• **Görev A**
Verilen metinde "Bizi kurtaracak ne" sözlerinden "yaşamına son veriyor." sözlerine kadar uzanan her şeyi birebir yinele.
• **Görev B**
Girdi satırlarında "Pick out the white baseball jersey." geçen satırdan satırların sonuna kadar her şeyi, iki ucu da dahil ederek birebir kopyala.

• **Verilen metin**
- - -
Bizi kurtaracak ne var bu hayatta?

“Beni kurtaracak ne var bu hayatta?” Yaşamını sürdürme çabası içindeki sıradan bir emekçi, TKP’nin “Umuda, örgütlülüğe ve halkın şölenine çağrı” videolarından birinde kendi hikayesini bu sorunun etrafında anlatıyordu. Bu soruya yanıt arama süreci onu, içinde yaşadığı bu düzeni değiştirme iddiasını taşıyan partiye getirmişti.

Benzer koşullardaki pek çok emekçi, itirazı olsa bile ne yapacağını bilemediği için yalnız kalıyor. Bir kısmının hiç sormadan, isyan etmeden geçip gidiyor ömrü. Kiminin canına tak diyor, ateşe veriyor kendi bedenini. Kimi baş edemiyor, dayanamıyor daha fazla sömürülmeye, yaşamına son veriyor. 

İzmir’de hakları gasp edilerek kapı önüne konan SİMO tekstil işçileri ise bir araya gelmeyi, örgütlü mücadele etmeyi deneyenlerdendi. 32 gün boyunca fabrika önünde direndiler ve sonunda kazandılar. Yaşama telaşından soru sormaya bile vakit bulamazken, bunca yıllık emekleri bir çöp gibi kapı önüne konulduğunda kararlarını vermişlerdi. Artık susmayacaklar ve haklarını alana dek direneceklerdi.
- - -
• **Girdi satırları**
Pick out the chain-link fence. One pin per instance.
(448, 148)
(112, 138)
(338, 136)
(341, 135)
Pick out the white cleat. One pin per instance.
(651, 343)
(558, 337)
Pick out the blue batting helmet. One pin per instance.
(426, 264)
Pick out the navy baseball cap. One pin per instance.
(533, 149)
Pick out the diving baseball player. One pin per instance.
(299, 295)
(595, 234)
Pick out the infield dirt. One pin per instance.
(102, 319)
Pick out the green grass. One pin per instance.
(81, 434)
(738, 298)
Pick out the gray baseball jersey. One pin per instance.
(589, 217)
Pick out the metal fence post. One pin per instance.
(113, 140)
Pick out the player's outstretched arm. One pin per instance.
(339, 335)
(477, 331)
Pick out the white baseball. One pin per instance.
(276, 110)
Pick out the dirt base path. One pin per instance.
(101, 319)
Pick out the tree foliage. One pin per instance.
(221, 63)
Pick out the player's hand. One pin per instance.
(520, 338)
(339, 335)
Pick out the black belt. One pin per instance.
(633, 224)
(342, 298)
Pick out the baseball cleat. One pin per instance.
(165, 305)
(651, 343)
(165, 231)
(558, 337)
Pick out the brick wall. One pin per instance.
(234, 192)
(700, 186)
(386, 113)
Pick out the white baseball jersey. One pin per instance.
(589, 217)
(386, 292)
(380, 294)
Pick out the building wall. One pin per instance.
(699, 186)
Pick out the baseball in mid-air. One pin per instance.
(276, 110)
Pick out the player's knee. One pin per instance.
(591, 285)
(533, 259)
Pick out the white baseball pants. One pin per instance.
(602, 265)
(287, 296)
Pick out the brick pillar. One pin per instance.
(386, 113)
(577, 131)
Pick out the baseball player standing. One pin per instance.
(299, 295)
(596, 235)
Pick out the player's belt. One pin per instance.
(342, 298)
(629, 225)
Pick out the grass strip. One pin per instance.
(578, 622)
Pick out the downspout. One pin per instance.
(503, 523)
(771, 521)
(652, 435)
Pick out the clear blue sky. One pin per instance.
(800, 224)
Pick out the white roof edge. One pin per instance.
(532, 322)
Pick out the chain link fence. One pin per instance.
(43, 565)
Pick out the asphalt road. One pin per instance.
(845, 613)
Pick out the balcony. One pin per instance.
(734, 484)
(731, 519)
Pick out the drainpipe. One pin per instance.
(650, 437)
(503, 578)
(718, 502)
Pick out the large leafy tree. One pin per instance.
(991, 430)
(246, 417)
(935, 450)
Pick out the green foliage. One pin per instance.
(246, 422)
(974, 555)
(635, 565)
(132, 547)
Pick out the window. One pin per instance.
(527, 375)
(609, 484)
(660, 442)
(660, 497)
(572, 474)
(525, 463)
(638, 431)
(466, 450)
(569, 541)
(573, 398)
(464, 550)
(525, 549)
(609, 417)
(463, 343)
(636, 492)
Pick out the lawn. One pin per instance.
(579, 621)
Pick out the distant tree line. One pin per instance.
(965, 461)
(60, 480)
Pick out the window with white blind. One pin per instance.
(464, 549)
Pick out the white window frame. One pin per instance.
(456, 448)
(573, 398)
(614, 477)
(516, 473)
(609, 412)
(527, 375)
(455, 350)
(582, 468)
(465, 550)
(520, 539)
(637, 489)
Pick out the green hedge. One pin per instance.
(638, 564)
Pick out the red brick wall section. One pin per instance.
- - -
• **Yanıt A**
Bizi kurtaracak ne var bu hayatta?

“Beni kurtaracak ne var bu hayatta?” Yaşamını sürdürme çabası içindeki sıradan bir emekçi, TKP’nin “Umuda, örgütlülüğe ve halkın şölenine çağrı” videolarından birinde kendi hikayesini bu sorunun etrafında anlatıyordu. Bu soruya yanıt arama süreci onu, içinde yaşadığı bu düzeni değiştirme iddiasını taşıyan partiye getirmişti.

Benzer koşullardaki pek çok emekçi, itirazı olsa bile ne yapacağını bilemediği için yalnız kalıyor. Bir kısmının hiç sormadan, isyan etmeden geçip gidiyor ömrü. Kiminin canına tak diyor, ateşe veriyor kendi bedenini. Kimi baş edemiyor, dayanamıyor daha fazla sömürülmeye, yaşamına son veriyor.

• **Yanıt B**
Pick out the white baseball jersey. One pin per instance.
(589, 217)
(386, 292)
(380, 294)
Pick out the building wall. One pin per instance.
(699, 186)
Pick out the baseball in mid-air. One pin per instance.
(276, 110)
Pick out the player's knee. One pin per instance.
(591, 285)
(533, 259)
Pick out the white baseball pants. One pin per instance.
(602, 265)
(287, 296)
Pick out the brick pillar. One pin per instance.
(386, 113)
(577, 131)
Pick out the baseball player standing. One pin per instance.
(299, 295)
(596, 235)
Pick out the player's belt. One pin per instance.
(342, 298)
(629, 225)
Pick out the grass strip. One pin per instance.
(578, 622)
Pick out the downspout. One pin per instance.
(503, 523)
(771, 521)
(652, 435)
Pick out the clear blue sky. One pin per instance.
(800, 224)
Pick out the white roof edge. One pin per instance.
(532, 322)
Pick out the chain link fence. One pin per instance.
(43, 565)
Pick out the asphalt road. One pin per instance.
(845, 613)
Pick out the balcony. One pin per instance.
(734, 484)
(731, 519)
Pick out the drainpipe. One pin per instance.
(650, 437)
(503, 578)
(718, 502)
Pick out the large leafy tree. One pin per instance.
(991, 430)
(246, 417)
(935, 450)
Pick out the green foliage. One pin per instance.
(246, 422)
(974, 555)
(635, 565)
(132, 547)
Pick out the window. One pin per instance.
(527, 375)
(609, 484)
(660, 442)
(660, 497)
(572, 474)
(525, 463)
(638, 431)
(466, 450)
(569, 541)
(573, 398)
(464, 550)
(525, 549)
(609, 417)
(463, 343)
(636, 492)
Pick out the lawn. One pin per instance.
(579, 621)
Pick out the distant tree line. One pin per instance.
(965, 461)
(60, 480)
Pick out the window with white blind. One pin per instance.
(464, 549)
Pick out the white window frame. One pin per instance.
(456, 448)
(573, 398)
(614, 477)
(516, 473)
(609, 412)
(527, 375)
(455, 350)
(582, 468)
(465, 550)
(520, 539)
(637, 489)
Pick out the green hedge. One pin per instance.
(638, 564)
Pick out the red brick wall section. One pin per instance.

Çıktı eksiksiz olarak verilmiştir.